SET TASK A: From the rows below, extract every line that contains the string "dark", with case counting.

April 3, 2024

The Fullest of All Moons

From my early days of photographing Lego I have followed a guideline of not altering the photograph after I shoot it. I set this rule to me myself because otherwise I felt this would be more like a photoillustration thing than a photography project. Allowed was removing wires or supports, adjusting colours, contrasts and such, even cropping. The snow in my photographs doesn’t always flow quite like I’d like it to and I have used patches from other exposures to fix that at times. But this is the extreme. I have always avoided any altering of the image in a way that could be considered constructing it as it was a puzzle. That is to say, the subjects are all there as they were when photographed, not added, removed or rearranged in post.

This simple principle is an ideal, something to go for but not necessarily get overly hung up with. Sometimes I don’t even think about it, sometimes some extra effort is needed. The moons of the planet Hoth from The Empire Strikes Back setups are a good case in point.

With the early snowy photographs on the reimagined planet Hoth in 2010 I quickly realised the sky was a problem. It looked flat. I figured the skies needed something to make the whole image look more interesting. The three moons of Hoth are never seen from the planet surface in the movie but in MY Hoth they turned out to be essential. Only, the moons would have to be ”real”, as in not photoshopped in later. I was a bit fussy with the no-altering rule those days. I dusted my old Reflecta Diamator slide projector and made some custom slides.

RECORDS TO PROCESS:

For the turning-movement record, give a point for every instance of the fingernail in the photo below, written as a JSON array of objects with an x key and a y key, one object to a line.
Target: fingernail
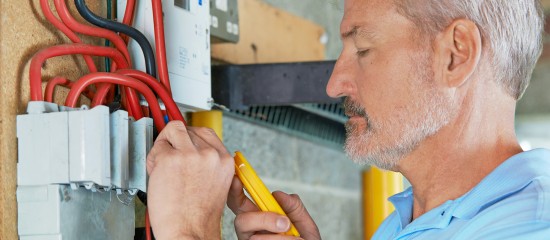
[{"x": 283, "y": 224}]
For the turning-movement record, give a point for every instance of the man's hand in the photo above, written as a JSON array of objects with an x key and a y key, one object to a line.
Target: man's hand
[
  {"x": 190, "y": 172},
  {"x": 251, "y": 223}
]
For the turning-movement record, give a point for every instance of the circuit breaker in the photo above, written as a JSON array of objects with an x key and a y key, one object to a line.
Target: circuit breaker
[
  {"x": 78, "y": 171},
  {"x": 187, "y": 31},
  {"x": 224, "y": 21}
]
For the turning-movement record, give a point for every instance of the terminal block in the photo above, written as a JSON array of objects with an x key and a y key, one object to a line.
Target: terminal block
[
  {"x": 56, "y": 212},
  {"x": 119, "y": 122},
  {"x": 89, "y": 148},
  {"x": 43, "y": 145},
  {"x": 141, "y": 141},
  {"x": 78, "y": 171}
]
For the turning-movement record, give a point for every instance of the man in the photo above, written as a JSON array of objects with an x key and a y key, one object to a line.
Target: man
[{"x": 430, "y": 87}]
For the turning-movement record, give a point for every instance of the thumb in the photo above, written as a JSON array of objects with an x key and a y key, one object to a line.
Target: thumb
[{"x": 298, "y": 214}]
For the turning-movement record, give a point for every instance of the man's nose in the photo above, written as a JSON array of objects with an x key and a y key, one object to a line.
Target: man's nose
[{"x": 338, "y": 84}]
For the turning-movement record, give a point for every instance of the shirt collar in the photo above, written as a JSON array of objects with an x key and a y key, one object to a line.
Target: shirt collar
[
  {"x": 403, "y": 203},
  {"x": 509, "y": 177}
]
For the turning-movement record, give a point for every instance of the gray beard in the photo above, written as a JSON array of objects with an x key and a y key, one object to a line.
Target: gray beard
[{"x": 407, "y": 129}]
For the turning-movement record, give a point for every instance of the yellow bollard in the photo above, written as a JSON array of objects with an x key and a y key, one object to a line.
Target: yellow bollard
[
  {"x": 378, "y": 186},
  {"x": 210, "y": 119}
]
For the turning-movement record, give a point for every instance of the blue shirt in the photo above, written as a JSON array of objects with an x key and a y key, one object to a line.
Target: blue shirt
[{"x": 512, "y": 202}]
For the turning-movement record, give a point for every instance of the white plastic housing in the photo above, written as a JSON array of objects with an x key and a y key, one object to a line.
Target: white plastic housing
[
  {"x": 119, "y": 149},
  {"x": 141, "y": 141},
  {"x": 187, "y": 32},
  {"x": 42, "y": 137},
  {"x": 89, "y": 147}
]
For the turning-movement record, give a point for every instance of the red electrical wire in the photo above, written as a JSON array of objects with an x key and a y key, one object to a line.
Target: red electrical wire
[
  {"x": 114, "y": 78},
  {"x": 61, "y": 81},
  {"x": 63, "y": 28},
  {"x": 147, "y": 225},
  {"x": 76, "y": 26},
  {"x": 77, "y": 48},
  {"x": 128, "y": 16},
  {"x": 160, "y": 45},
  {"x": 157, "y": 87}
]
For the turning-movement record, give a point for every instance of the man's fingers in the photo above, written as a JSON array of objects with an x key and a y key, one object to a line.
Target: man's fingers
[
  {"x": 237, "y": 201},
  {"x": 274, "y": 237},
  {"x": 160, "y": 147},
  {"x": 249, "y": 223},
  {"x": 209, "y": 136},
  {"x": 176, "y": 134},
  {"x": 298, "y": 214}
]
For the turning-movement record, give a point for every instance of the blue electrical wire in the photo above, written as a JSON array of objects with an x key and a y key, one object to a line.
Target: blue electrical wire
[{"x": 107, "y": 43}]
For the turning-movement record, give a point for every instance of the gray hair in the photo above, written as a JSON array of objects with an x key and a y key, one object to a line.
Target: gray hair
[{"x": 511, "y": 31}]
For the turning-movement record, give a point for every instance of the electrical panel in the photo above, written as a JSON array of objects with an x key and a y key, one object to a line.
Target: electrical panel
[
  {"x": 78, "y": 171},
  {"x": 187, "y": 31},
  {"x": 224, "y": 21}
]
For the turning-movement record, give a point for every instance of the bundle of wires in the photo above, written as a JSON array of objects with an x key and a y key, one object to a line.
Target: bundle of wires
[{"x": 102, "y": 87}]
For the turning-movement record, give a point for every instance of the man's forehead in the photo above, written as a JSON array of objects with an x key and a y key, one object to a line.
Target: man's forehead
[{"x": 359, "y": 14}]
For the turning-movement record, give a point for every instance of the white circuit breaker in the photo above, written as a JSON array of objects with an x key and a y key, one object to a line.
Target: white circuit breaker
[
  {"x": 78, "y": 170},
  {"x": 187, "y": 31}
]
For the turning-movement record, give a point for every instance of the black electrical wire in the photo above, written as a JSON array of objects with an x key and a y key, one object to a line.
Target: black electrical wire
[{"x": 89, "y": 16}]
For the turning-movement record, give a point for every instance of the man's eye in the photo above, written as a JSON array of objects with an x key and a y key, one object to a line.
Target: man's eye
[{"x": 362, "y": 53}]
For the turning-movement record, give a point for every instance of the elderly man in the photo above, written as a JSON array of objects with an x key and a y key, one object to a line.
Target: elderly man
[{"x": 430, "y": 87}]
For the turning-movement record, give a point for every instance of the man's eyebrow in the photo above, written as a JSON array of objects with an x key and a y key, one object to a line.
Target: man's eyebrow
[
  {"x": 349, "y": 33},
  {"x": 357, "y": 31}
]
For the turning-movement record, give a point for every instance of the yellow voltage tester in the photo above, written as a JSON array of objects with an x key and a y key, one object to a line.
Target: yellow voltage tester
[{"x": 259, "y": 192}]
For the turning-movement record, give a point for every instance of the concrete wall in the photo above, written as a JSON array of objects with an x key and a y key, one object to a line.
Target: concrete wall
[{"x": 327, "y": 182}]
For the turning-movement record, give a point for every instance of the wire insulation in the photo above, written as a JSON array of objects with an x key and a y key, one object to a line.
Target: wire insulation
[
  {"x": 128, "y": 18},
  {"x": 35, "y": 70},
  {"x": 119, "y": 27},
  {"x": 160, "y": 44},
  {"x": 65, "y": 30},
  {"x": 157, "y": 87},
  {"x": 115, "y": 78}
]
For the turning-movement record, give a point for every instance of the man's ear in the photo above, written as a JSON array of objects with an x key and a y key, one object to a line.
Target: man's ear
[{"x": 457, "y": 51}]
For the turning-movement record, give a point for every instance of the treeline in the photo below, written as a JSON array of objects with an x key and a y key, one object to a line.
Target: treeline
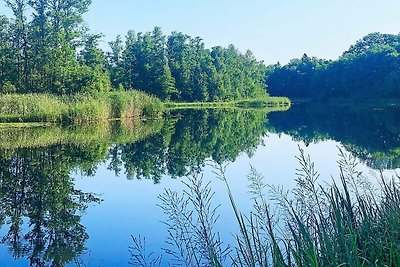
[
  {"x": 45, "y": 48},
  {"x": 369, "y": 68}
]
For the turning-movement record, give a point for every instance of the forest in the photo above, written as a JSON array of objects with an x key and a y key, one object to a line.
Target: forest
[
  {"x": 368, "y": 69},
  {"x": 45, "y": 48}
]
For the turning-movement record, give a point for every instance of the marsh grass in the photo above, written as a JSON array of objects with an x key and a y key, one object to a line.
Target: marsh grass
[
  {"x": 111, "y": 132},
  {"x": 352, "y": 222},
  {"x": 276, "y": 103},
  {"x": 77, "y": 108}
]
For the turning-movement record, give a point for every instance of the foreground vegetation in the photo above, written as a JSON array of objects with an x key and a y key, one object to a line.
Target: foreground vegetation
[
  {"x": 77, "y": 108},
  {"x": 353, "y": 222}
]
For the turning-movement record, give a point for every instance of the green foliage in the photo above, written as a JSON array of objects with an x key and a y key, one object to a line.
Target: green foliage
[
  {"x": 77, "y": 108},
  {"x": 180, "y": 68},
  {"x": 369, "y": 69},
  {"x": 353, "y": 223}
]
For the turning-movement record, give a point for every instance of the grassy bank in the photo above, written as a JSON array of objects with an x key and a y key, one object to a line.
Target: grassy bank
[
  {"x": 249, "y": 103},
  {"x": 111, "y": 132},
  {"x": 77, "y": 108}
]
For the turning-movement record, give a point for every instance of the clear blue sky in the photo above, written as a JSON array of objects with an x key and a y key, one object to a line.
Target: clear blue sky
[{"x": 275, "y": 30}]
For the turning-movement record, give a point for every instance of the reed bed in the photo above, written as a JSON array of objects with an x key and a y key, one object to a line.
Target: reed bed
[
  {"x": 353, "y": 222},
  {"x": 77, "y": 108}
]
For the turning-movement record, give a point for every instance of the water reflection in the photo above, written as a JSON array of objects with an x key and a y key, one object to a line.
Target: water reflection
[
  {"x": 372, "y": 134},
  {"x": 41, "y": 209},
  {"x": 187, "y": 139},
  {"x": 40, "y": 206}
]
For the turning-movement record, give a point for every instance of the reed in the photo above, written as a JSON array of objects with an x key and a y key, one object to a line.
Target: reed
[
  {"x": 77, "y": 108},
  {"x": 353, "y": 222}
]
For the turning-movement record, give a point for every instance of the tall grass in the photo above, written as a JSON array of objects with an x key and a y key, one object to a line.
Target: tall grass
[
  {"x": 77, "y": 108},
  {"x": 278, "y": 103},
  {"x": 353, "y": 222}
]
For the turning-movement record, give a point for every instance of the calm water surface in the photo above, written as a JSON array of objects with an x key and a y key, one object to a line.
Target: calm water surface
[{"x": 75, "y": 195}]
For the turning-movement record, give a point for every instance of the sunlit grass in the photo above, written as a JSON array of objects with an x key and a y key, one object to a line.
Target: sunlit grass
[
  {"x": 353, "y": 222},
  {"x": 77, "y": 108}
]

...

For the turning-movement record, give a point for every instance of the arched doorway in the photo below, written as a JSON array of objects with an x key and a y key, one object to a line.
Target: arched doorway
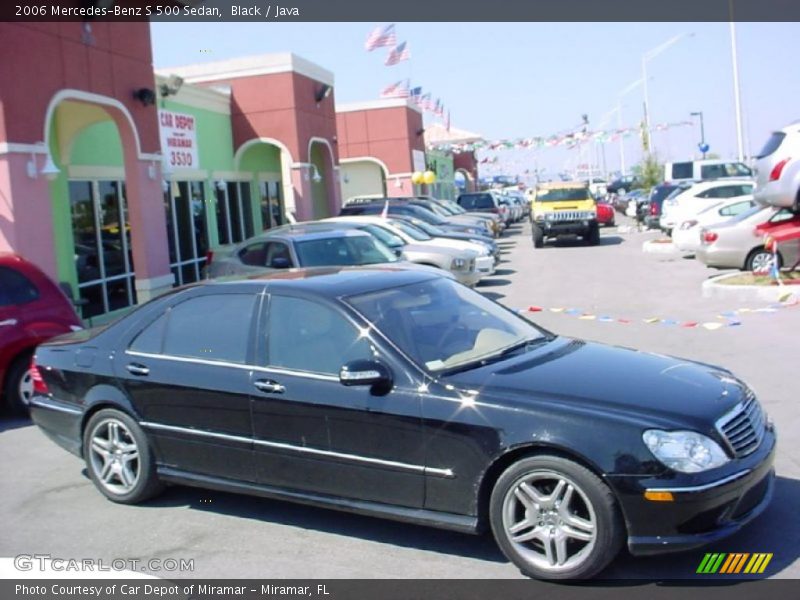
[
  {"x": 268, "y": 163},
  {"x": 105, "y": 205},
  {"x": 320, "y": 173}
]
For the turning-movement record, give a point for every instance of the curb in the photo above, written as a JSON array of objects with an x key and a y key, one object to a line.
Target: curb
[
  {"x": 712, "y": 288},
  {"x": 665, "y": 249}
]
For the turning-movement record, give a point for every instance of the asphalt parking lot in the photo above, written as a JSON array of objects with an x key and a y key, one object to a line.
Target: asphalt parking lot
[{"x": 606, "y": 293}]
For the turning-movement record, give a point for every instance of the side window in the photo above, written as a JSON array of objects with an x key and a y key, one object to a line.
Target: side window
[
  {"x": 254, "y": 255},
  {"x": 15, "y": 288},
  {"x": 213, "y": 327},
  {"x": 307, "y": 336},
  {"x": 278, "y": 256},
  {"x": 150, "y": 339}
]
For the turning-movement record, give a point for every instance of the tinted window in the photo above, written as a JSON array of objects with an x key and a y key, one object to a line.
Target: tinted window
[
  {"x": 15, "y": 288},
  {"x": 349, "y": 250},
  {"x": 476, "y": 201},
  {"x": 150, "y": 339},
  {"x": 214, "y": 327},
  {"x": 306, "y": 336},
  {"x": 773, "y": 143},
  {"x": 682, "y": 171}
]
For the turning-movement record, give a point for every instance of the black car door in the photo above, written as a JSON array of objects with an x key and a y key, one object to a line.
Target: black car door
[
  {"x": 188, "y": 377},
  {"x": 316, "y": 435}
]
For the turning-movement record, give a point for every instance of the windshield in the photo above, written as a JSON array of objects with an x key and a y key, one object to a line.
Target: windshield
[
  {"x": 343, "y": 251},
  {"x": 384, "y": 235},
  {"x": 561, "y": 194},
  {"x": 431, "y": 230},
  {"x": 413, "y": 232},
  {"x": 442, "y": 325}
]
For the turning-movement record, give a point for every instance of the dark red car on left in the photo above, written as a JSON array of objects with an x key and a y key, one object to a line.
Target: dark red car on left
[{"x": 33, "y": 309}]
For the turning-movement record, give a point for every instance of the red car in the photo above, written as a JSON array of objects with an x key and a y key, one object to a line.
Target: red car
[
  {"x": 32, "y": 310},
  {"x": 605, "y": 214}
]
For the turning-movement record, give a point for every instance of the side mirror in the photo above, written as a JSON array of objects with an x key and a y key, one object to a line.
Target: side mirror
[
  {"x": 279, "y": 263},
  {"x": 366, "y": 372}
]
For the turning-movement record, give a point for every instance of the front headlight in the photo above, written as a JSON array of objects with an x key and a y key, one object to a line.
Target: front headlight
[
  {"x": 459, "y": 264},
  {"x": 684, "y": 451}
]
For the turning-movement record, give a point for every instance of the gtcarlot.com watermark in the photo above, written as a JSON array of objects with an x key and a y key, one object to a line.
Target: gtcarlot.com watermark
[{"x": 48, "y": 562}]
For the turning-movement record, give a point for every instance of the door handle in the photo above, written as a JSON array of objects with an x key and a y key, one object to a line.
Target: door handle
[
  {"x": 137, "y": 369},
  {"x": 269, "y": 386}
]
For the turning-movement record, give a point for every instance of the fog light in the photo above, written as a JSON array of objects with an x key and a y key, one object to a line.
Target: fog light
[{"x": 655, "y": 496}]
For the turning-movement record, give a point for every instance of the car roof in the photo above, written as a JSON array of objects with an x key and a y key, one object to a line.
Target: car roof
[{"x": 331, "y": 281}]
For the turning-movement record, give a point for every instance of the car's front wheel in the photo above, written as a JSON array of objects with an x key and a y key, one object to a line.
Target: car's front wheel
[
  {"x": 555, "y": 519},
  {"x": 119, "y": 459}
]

SET TASK B: Transcribe the Lego photography post above in full, character for character.

FULL OUTPUT A:
For the turning-movement record, give a point for every instance of the dark red car on left in the photo above, written as a JSON array of objects with an x key and a y key, one object to a line.
Target: dark red car on left

FULL OUTPUT B:
April 3, 2024

The Fullest of All Moons

From my early days of photographing Lego I have followed a guideline of not altering the photograph after I shoot it. I set this rule to me myself because otherwise I felt this would be more like a photoillustration thing than a photography project. Allowed was removing wires or supports, adjusting colours, contrasts and such, even cropping. The snow in my photographs doesn’t always flow quite like I’d like it to and I have used patches from other exposures to fix that at times. But this is the extreme. I have always avoided any altering of the image in a way that could be considered constructing it as it was a puzzle. That is to say, the subjects are all there as they were when photographed, not added, removed or rearranged in post.

This simple principle is an ideal, something to go for but not necessarily get overly hung up with. Sometimes I don’t even think about it, sometimes some extra effort is needed. The moons of the planet Hoth from The Empire Strikes Back setups are a good case in point.

With the early snowy photographs on the reimagined planet Hoth in 2010 I quickly realised the sky was a problem. It looked flat. I figured the skies needed something to make the whole image look more interesting. The three moons of Hoth are never seen from the planet surface in the movie but in MY Hoth they turned out to be essential. Only, the moons would have to be ”real”, as in not photoshopped in later. I was a bit fussy with the no-altering rule those days. I dusted my old Reflecta Diamator slide projector and made some custom slides.